WILLIAMSTOWN, Mass. — Residents Monday pushed the Select Board to take action about a Police Department officer who has been added to a list of officers who the Berkshire County District Attorney will not call to testify in criminal proceedings.
Last fall, DA Andrea Harrington included Officer Craig Eichhammer on her office's "Brady List" of officers whose histories could jeopardize their credibility on the witness stand.
On Monday, in response to questions from resident Annie Art, interim Town Manager Charlie Blanchard confirmed that an officer in the town's police force recently was notified he has been placed on the DA's "do not call" list, and Select Board Chair Andrew Hogeland later confirmed that the officer whose status was changed to do not call was Eichhammer.
"Please, step up and do the right thing," resident Janice Loux told the board during the virtual meeting. "Terminate that officer because he's on a no-call list and can no longer do his job. That's the answer here. That's the solution."
Town officials said the situation is more nuanced.
Select Board member Hugh Daley said it is difficult for the town to make employment decisions based on judgments from a countywide elected official and a list that Daley characterized as "fairly arbitrary."
"There are whole counties that don't use Brady Lists at all," Daley said. "It's not a clean-cut issue as it relates to employment law."
Blanchard, meanwhile, noted that Harrington used as a basis for the do-not-call decision an 11-year old incident that was among the allegations in a federal lawsuit filed against the town (and later withdrawn) last year.

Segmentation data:
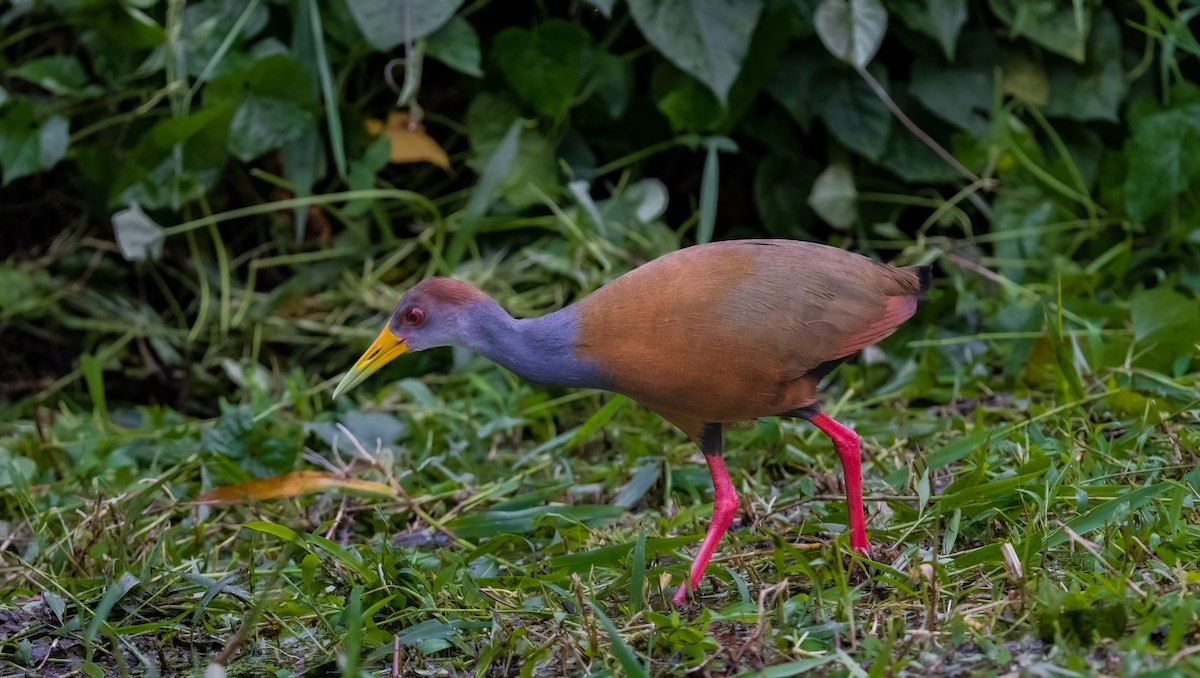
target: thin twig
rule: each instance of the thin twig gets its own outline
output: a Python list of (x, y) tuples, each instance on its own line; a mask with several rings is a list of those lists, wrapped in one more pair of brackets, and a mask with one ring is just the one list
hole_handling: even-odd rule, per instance
[(899, 120), (901, 125), (907, 127), (910, 132), (912, 132), (918, 139), (920, 139), (923, 144), (929, 146), (931, 151), (937, 154), (938, 157), (944, 160), (947, 164), (953, 167), (955, 172), (970, 179), (972, 184), (978, 184), (984, 191), (991, 191), (1000, 185), (1000, 181), (997, 181), (996, 179), (990, 179), (990, 178), (980, 179), (974, 172), (971, 172), (970, 169), (964, 167), (964, 164), (959, 162), (958, 158), (950, 155), (949, 151), (943, 149), (941, 144), (935, 142), (932, 137), (926, 134), (924, 130), (918, 127), (916, 122), (913, 122), (907, 115), (905, 115), (904, 110), (900, 110), (900, 107), (896, 106), (896, 102), (892, 101), (892, 96), (888, 95), (888, 91), (883, 89), (883, 85), (881, 85), (880, 82), (875, 79), (875, 76), (872, 76), (870, 71), (868, 71), (864, 66), (854, 66), (854, 68), (858, 71), (858, 74), (862, 76), (864, 80), (866, 80), (866, 84), (875, 92), (875, 96), (880, 97), (880, 101), (883, 102), (883, 106), (888, 107), (888, 110), (892, 112), (892, 115), (895, 115), (896, 120)]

## INSTRUCTIONS TO FOLLOW
Continue the news report about the Williamstown police officer placed on the district attorney's do-not-call list, starting after its last sentence. The rows are separate material and have no connection to the news report.

## OUTPUT
The problem there is that the town disciplined the officer involved in the 2010 incident at that time, and however much the current Select Board, current town manager or current police chief may or may not have handled that situation differently, the town cannot take another bite at the apple.
"Basically what happened was this incident occurred 11 years ago," Blanchard said. "At the time, the town decided to give the officer what is called a 'last-chance agreement.' Many communities do it. It lays out the fact that something happened that shouldn't have happened, and they're giving the opportunity to make sure it doesn't happen again. And they go on notice that if it ever does or anything similar to it, the termination will be immediate, and there will be no recourse, no challenging or anything like that.
"That agreement was entered into 11 years ago. The officer complied with it. To my knowledge, there have been no instances of any kind of complaints or disciplinary action since then."
Later in the meeting, Blanchard clarified that he was referring to "complaints or disciplinary action" for the same type of offense covered under the last-chance agreement.
Hogeland said the town has no ability to revisit the disciplinary action it took in the past.
"It has been established very clearly that the ability of a town to discipline an officer a second time for the same event is, like, none," Hogeland said. "There's a recent case from Chicopee where someone tried to do that. They tried to say that because someone's now on a Brady List for something they did under a prior administration. The arbitrator said: No. You can't just do that. You can't just change administrations and discipline a person again a second time for the same offense.
"That bridge has been crossed, and decisions that were made 10 years ago are not reversible at this point. But I do hear [the residents who want to do otherwise]."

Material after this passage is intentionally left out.